**Exercise prompt:** Put every line of the material below into a JSON list of strings, one string per line, and skip any blank lines. Leave the pictures out.

**Exercise inputs:**
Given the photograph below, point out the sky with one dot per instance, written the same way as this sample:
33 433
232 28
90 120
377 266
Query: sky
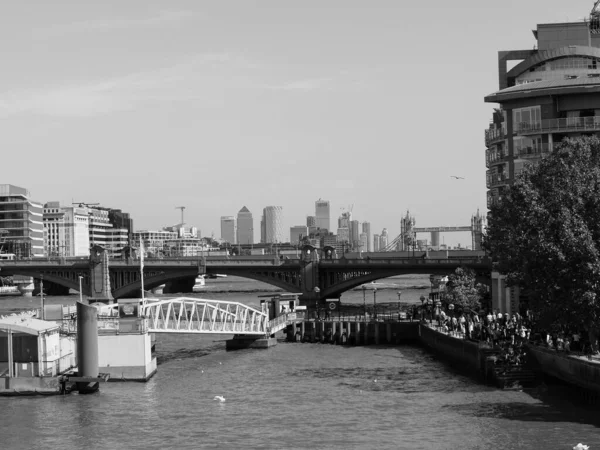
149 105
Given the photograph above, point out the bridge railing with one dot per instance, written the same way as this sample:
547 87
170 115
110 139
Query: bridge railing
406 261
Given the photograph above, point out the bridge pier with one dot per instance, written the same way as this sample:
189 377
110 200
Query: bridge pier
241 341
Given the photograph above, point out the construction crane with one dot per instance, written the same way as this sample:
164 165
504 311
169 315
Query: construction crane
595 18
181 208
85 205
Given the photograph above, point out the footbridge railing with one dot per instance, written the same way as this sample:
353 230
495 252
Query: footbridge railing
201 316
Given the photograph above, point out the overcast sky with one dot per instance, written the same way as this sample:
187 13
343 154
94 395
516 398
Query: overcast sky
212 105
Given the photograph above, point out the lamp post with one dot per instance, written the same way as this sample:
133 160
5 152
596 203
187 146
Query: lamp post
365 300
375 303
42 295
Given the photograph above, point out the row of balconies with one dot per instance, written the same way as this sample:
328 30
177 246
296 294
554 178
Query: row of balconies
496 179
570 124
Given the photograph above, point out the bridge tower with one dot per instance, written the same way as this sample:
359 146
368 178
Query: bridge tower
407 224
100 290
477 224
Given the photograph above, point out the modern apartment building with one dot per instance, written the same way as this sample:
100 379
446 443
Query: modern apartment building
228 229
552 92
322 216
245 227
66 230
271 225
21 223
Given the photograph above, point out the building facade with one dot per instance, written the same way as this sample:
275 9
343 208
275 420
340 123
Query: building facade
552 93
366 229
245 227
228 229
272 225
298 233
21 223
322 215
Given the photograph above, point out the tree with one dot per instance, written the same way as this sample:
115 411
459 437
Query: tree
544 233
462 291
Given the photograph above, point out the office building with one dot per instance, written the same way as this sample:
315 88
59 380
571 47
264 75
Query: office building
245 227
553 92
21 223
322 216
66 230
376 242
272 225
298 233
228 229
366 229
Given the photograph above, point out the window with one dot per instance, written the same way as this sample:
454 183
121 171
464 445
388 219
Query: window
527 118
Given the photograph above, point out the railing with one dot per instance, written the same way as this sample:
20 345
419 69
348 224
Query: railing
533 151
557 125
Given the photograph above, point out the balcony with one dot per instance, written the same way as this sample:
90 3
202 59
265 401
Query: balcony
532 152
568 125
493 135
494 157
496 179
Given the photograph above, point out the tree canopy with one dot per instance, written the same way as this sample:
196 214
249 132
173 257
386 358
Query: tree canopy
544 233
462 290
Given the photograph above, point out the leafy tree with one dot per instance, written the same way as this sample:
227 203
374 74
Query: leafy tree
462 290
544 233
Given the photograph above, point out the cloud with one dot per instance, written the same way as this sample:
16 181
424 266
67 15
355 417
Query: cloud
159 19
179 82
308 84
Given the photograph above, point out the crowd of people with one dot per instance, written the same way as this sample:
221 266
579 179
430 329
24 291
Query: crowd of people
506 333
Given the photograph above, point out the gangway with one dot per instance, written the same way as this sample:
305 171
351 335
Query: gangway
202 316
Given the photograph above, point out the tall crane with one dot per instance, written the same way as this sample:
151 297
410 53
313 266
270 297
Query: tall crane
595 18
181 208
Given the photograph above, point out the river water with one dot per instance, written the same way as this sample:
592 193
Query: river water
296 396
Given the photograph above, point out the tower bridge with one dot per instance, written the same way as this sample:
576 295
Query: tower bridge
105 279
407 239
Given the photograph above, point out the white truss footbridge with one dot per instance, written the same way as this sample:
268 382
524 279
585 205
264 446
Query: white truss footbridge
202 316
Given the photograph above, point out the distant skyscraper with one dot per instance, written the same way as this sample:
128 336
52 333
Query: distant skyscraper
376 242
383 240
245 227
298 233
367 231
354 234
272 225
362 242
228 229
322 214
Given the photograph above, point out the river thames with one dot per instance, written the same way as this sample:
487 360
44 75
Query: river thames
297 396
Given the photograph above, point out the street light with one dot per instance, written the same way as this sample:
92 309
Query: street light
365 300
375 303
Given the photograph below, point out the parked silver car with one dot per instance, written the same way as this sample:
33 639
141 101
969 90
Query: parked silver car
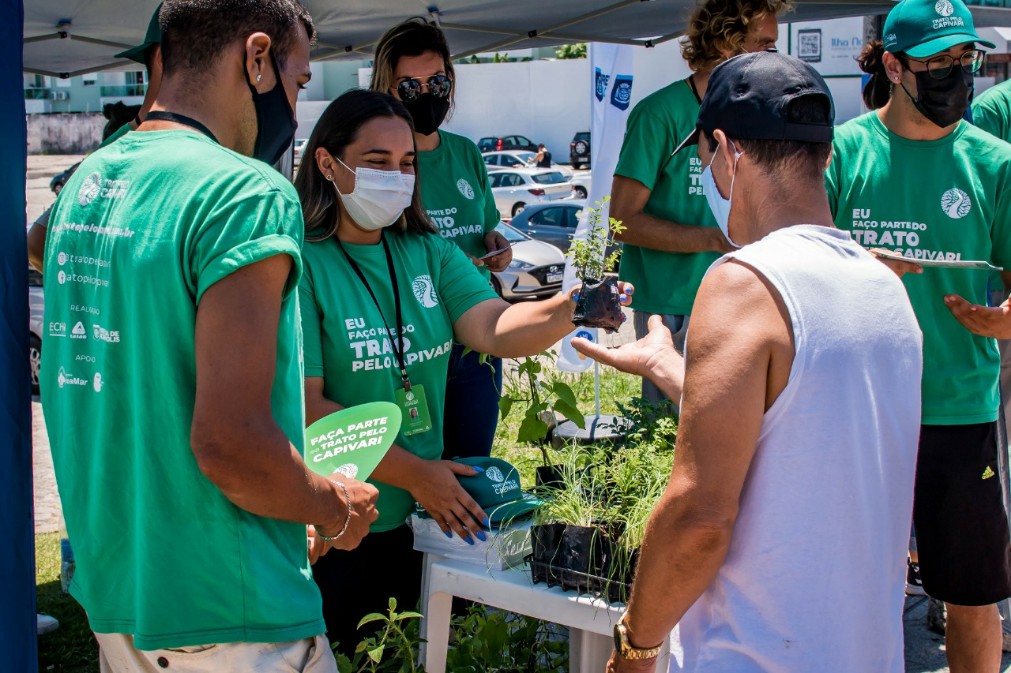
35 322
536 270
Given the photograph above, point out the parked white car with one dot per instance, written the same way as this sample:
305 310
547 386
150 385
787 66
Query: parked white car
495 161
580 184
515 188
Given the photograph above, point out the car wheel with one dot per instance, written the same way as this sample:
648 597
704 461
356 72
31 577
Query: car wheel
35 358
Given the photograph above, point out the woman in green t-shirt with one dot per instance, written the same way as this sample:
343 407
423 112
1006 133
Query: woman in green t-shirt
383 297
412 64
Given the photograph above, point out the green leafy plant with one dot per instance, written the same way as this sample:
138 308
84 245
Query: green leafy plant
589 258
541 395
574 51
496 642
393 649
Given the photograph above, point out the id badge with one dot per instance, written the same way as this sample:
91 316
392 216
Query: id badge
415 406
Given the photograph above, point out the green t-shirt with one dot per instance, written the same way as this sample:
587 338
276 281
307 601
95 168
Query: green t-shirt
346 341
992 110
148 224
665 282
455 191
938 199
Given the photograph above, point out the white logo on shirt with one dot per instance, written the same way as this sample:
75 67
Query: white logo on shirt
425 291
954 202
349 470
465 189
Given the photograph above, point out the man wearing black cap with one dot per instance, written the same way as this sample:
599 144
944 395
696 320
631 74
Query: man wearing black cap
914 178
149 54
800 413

**Solved exercise:**
[
  "Given the photograph below, point out the sky with one dot per instance, written the same way as this sample:",
  "33 433",
  "232 28",
  "90 120",
  "377 266",
  "Query: sky",
  "149 105",
  "Given the photograph above, point out the bridge railing with one dot per instance, written the same way as this sample:",
  "547 87",
  "170 115",
  "110 139",
  "Query: bridge railing",
  "406 261",
  "Given the photograph above, point out the bridge pier with one dot per instance, written the same way as this sample:",
  "189 377",
  "110 200",
  "Query: bridge pier",
  "241 341",
  "Given the photograph above, point out the construction crane with one dot per instance, written the same way as this sample:",
  "164 165",
  "504 311",
  "169 315",
  "Query: construction crane",
  "595 18",
  "181 208",
  "85 205",
  "Given the photograph above, point out the footbridge railing with one dot per instance, written the same way as this sample:",
  "353 230",
  "495 252",
  "Query: footbridge railing",
  "201 316",
  "Given the photograph above, point out the overcast sky with one dot per instance, written the same way as this sample:",
  "187 13",
  "343 154",
  "94 395",
  "516 398",
  "Query: overcast sky",
  "212 105",
  "Given the photograph above, point out the lamp post with one dot per instance, written the same way as this sample:",
  "133 160",
  "5 152",
  "596 203",
  "187 146",
  "Query: lamp post",
  "365 300",
  "375 303",
  "42 295",
  "Given the photograph above, point out the row of balconies with one dot per instance, written the same way as this sample:",
  "328 30",
  "177 246",
  "296 294",
  "554 178",
  "Query: row of balconies",
  "496 179",
  "570 124",
  "Given the photograph above, point out the bridge tower with one dot per instance, written the same way as this sample:",
  "359 146",
  "368 178",
  "Query: bridge tower",
  "407 224",
  "100 290",
  "477 224",
  "Given the photograph above, point out the modern apartment building with one dot per instance, written the same way as this sample:",
  "100 379",
  "446 443",
  "Query: modern apartment building",
  "228 229",
  "552 92",
  "322 216",
  "245 227",
  "66 230",
  "271 225",
  "21 223",
  "Given the photograph above, point out the building facade with one dot per instance, written the same way as this sample:",
  "275 9",
  "343 208",
  "275 420",
  "340 123",
  "Query: building facade",
  "552 93",
  "366 229",
  "245 227",
  "228 229",
  "272 225",
  "298 233",
  "21 223",
  "322 215",
  "Given the photograph above, point out the tree with one dot per instance, written the same way as this sample:",
  "115 411",
  "459 437",
  "Query: tree",
  "544 233",
  "462 291",
  "Given the photograph above, point out the office building with one dot per instance, written the same way as this sample:",
  "315 88",
  "59 380",
  "571 47",
  "264 75",
  "Query: office building",
  "245 227",
  "553 92",
  "21 223",
  "322 216",
  "66 230",
  "376 242",
  "272 225",
  "298 233",
  "228 229",
  "366 229",
  "Given the photograph above, point out the window with one dot per instance, written the same way as this sample:",
  "454 183",
  "121 171",
  "464 445",
  "388 219",
  "Query: window",
  "527 118",
  "Given the photograph above, point out the railing with one dot per instance, written the same way as this sample:",
  "20 345",
  "419 69",
  "348 224",
  "Query: railing",
  "533 151",
  "557 125",
  "Given the photograph above, point out the balcony with one dot per instance, written the same way as this sample:",
  "90 3",
  "202 59",
  "265 401",
  "Query: balcony",
  "532 152",
  "568 125",
  "493 135",
  "494 157",
  "496 179",
  "Given the photograph above, point out the tree canopy with one dot per instance, written the same way as this sample:",
  "196 214",
  "249 132",
  "173 257",
  "386 358",
  "Query: tree canopy",
  "544 233",
  "462 290",
  "Given the photograph above, point out the leafy tree with one dot per instance, written the same way as this sample:",
  "227 203",
  "374 74",
  "Query: leafy tree",
  "462 290",
  "544 233",
  "Given the photograph above, point out the cloud with one dot per instance, written the same way as this sample:",
  "16 181",
  "424 266",
  "67 15",
  "355 417",
  "Query: cloud",
  "159 19",
  "179 82",
  "308 84",
  "Given the photograph above, point out the crowd of people with one dot per instance, written the same way as this sample:",
  "221 266",
  "579 179",
  "430 329",
  "24 291",
  "Query: crowd of people",
  "506 333",
  "Given the photograph above, point out the gangway with one dot per instance, written the same way as this sample:",
  "305 171",
  "351 335",
  "Query: gangway",
  "202 316",
  "Given the photograph above, point out the tall crane with one dot per instance, written the same way as this sample:",
  "151 297",
  "410 53",
  "313 266",
  "270 297",
  "Query: tall crane",
  "595 18",
  "181 208",
  "Given the photograph above, point out the river water with one dot per instance, written the same way as this sample:",
  "592 193",
  "Query: river water",
  "296 396",
  "Given the photograph above, point out the tower bridge with one dot per instance, written the same way as this sample:",
  "576 295",
  "Query: tower bridge",
  "105 279",
  "407 239",
  "Given the photograph above, point out the white truss footbridge with one dot per instance, written the same way as this sample:",
  "268 382",
  "524 279",
  "585 205",
  "264 446",
  "Query: white truss footbridge",
  "202 316",
  "Given the photograph above, point out the distant skyscraper with one dot per instance, written the same way as this sample:",
  "128 336",
  "52 333",
  "Query: distant skyscraper",
  "376 242",
  "383 240",
  "245 227",
  "298 233",
  "367 231",
  "354 234",
  "272 225",
  "362 242",
  "228 229",
  "322 214",
  "Given the photograph above, point out the river thames with one dot per instance, written the same way as this sample:",
  "487 360",
  "44 75",
  "Query: river thames",
  "297 396",
  "Given the photograph above, point out the street light with one dot per instance, written the same way as this sample:",
  "92 309",
  "Query: street light",
  "365 300",
  "375 303",
  "Given the photograph below, point out the parked silver car with one dot per instance, written the same way as this sample:",
  "33 639",
  "141 101",
  "969 90",
  "Query: parked silver car",
  "35 322",
  "536 270",
  "Given the photograph above, point out the parked white car with one dot per instance, written the same way as this sample:",
  "305 310",
  "547 386",
  "150 385",
  "787 66",
  "Query: parked white car",
  "495 161",
  "580 184",
  "515 188",
  "Given the photograph above, point out the car wheel with one dot per instance, written the same way as this sample:",
  "648 597",
  "704 461",
  "356 72",
  "31 577",
  "Query: car wheel",
  "35 358",
  "Given the photograph above, point out the woman in green t-shirt with one dot per instance, written the same way as this sample:",
  "343 407",
  "423 112",
  "1006 133",
  "Query: woman in green t-shirt",
  "383 297",
  "412 64",
  "Given the photograph above, point out the green leafy plant with one dot per instance, written the same way as this sample:",
  "138 308",
  "84 245",
  "Query: green leafy plant",
  "589 258",
  "541 395",
  "574 51",
  "496 642",
  "393 649",
  "Given the photograph above, point out the id badge with one dot per instance, written the same way as this sample:",
  "91 316",
  "392 216",
  "Query: id badge",
  "415 406",
  "Given the photograph above, point out the green t-shirt with one dot per instance, written the same way as this sample:",
  "587 338",
  "276 281",
  "307 601",
  "95 168",
  "Query: green t-shirt",
  "346 341",
  "992 110",
  "148 224",
  "665 282",
  "455 191",
  "938 199",
  "Given the photograph above, point out the white logo on shirt with one dot per instance, written the same way as this sample:",
  "75 67",
  "Query: white logo on shirt",
  "425 291",
  "954 202",
  "349 470",
  "465 189",
  "Given the photograph above, point out the man wearing black cap with one dot per instance, written the same way as this sample:",
  "599 144",
  "944 395",
  "696 320",
  "631 74",
  "Query: man wearing black cap",
  "914 178",
  "149 54",
  "800 413"
]